• _What is needed_
Repeat the lines beginning at the one with "In the photo above, where can the penalty" and running to the end of the material, keeping the first and last of them, exactly as they appear.

• _Study material_
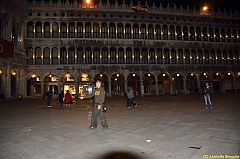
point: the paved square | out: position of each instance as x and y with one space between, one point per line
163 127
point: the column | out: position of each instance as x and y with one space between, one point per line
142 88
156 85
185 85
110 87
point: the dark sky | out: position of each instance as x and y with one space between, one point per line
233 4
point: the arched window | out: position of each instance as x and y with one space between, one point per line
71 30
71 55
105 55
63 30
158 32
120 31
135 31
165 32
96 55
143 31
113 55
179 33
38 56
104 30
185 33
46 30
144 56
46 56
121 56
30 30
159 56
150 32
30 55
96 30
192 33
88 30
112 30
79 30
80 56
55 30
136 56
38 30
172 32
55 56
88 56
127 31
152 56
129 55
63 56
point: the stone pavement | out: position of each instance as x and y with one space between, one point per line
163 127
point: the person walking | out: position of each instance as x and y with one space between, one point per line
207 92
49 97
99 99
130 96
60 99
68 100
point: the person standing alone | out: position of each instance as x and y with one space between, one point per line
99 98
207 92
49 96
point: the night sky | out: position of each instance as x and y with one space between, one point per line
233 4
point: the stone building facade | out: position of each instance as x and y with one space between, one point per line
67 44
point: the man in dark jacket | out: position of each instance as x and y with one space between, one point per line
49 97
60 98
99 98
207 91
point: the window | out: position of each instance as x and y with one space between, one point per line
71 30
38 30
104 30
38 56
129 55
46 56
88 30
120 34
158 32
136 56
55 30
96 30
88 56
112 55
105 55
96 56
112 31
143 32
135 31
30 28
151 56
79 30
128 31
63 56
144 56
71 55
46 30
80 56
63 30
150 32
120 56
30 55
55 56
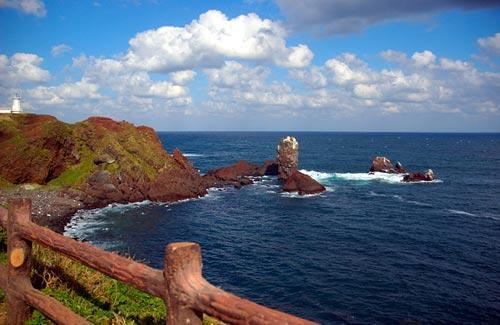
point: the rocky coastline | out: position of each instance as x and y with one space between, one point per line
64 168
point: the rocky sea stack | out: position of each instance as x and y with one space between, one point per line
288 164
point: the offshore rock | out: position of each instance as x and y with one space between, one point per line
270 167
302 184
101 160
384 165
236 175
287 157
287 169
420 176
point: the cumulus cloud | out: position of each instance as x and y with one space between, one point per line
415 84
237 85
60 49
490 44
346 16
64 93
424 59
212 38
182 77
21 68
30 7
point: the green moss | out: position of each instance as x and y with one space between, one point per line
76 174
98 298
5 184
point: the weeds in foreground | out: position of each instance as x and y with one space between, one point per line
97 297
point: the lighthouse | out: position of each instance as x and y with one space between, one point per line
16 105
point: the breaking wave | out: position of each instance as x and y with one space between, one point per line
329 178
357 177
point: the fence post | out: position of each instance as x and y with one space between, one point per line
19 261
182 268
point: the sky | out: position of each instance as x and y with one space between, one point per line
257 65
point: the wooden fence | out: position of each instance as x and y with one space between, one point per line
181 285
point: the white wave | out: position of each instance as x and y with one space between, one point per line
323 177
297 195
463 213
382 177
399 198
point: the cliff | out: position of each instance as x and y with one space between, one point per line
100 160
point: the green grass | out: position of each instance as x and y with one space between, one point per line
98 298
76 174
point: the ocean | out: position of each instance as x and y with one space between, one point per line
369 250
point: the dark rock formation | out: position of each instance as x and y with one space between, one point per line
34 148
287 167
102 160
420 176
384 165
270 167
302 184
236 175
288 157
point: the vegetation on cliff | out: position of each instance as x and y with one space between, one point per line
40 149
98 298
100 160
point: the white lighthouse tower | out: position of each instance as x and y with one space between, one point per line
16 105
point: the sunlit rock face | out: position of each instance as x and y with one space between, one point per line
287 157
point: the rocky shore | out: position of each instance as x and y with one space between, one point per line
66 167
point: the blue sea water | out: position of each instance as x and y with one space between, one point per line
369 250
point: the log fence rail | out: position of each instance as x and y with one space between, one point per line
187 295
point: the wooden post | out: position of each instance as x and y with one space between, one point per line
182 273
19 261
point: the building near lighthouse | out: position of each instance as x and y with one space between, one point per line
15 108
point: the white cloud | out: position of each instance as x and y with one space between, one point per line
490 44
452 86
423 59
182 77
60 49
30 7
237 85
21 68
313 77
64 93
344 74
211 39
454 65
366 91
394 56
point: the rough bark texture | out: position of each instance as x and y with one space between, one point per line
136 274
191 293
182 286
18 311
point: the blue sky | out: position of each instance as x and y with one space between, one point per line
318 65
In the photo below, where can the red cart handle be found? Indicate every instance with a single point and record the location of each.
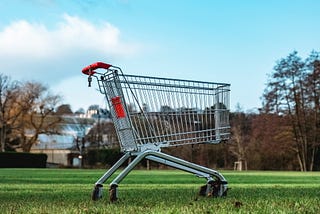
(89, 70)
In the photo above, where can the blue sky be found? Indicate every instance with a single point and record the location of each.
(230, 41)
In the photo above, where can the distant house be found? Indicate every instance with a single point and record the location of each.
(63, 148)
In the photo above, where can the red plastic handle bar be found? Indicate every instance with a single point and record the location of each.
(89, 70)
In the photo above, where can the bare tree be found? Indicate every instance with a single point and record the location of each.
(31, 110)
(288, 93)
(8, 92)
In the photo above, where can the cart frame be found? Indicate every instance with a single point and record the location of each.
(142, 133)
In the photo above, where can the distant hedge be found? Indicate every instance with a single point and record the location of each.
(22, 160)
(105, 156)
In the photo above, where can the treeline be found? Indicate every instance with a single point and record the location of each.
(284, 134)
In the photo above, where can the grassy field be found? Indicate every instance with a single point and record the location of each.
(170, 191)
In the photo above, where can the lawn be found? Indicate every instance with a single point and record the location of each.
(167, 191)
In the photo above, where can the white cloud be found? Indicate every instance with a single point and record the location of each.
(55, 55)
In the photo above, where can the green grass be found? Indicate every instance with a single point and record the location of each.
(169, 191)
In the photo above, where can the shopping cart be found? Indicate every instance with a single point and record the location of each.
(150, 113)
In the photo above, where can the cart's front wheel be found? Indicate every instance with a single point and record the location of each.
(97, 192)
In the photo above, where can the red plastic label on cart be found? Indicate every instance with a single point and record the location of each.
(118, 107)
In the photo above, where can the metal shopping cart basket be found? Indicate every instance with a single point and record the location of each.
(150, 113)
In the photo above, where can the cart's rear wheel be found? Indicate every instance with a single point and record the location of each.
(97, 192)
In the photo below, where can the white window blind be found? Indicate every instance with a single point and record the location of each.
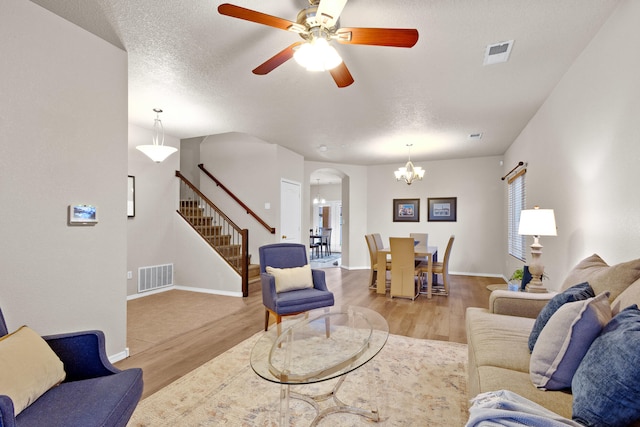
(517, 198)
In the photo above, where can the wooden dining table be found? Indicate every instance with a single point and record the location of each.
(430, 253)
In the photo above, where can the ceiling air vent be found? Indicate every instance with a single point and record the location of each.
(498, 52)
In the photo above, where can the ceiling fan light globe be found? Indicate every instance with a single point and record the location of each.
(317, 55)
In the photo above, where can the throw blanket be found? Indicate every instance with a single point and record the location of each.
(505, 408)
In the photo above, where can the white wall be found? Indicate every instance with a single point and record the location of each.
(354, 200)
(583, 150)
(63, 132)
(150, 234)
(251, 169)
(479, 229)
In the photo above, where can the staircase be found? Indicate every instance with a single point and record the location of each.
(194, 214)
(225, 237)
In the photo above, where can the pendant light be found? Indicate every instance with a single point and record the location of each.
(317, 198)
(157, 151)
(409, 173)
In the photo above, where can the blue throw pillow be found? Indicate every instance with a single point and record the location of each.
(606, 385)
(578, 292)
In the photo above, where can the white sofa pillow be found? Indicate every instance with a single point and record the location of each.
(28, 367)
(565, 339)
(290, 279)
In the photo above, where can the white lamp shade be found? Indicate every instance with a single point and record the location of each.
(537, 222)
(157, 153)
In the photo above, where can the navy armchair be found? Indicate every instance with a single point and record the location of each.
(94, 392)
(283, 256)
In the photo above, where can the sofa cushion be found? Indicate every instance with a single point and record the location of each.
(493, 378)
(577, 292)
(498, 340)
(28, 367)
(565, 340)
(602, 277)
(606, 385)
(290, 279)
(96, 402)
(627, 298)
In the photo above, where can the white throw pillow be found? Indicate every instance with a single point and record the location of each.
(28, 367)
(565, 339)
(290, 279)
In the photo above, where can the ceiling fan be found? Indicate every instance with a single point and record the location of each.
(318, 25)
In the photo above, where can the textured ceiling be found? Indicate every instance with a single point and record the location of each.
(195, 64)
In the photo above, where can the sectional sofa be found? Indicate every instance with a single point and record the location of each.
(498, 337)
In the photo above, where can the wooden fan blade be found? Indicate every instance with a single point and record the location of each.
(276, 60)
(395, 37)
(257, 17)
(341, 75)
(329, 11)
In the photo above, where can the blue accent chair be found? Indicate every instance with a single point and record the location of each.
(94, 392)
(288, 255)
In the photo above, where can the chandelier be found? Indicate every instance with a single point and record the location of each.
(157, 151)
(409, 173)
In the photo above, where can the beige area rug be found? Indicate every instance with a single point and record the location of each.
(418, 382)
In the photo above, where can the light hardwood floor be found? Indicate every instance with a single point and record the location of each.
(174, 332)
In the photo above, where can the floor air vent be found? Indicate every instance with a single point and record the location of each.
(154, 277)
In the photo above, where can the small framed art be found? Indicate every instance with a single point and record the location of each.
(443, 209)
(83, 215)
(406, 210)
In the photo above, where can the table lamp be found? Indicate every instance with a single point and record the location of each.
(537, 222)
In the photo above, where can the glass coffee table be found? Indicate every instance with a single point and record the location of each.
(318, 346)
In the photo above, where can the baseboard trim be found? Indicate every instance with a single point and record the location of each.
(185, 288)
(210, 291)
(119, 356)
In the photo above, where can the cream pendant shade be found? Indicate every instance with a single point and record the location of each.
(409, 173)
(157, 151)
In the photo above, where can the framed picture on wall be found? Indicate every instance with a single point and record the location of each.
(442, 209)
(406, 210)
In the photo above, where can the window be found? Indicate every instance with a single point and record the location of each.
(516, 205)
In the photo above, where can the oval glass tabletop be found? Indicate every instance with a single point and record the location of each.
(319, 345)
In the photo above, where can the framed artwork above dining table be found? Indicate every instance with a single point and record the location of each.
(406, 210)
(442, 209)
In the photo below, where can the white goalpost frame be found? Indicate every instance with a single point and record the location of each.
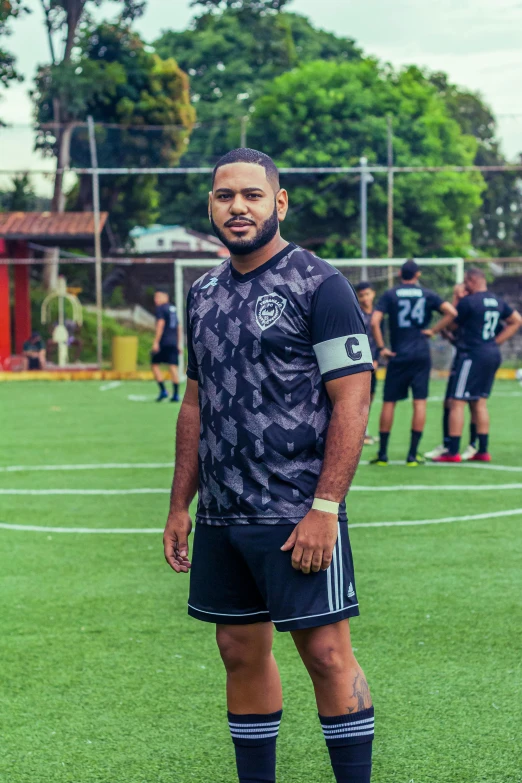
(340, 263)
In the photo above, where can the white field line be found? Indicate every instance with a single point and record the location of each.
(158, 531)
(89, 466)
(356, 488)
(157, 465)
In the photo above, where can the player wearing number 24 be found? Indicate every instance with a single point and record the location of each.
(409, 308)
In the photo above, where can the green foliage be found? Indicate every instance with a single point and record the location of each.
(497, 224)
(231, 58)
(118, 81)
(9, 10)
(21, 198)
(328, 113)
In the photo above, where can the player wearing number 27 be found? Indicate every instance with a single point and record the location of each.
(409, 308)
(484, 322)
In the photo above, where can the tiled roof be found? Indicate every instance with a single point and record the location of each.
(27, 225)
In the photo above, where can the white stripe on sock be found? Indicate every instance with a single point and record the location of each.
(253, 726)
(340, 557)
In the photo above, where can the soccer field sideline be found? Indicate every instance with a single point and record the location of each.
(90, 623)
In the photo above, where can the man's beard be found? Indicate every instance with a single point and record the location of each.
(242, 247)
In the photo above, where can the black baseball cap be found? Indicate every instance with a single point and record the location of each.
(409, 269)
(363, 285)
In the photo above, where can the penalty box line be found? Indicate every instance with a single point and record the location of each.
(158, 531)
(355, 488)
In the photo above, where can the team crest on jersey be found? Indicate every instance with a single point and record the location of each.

• _Answer to this task_
In the photo above, where can the penalty box line be found? Indicate every instance with a single point and record the location of each.
(158, 531)
(355, 488)
In the photo above, where can the team crest on jersey be found? Indicate every instance with a single point and record the location of each.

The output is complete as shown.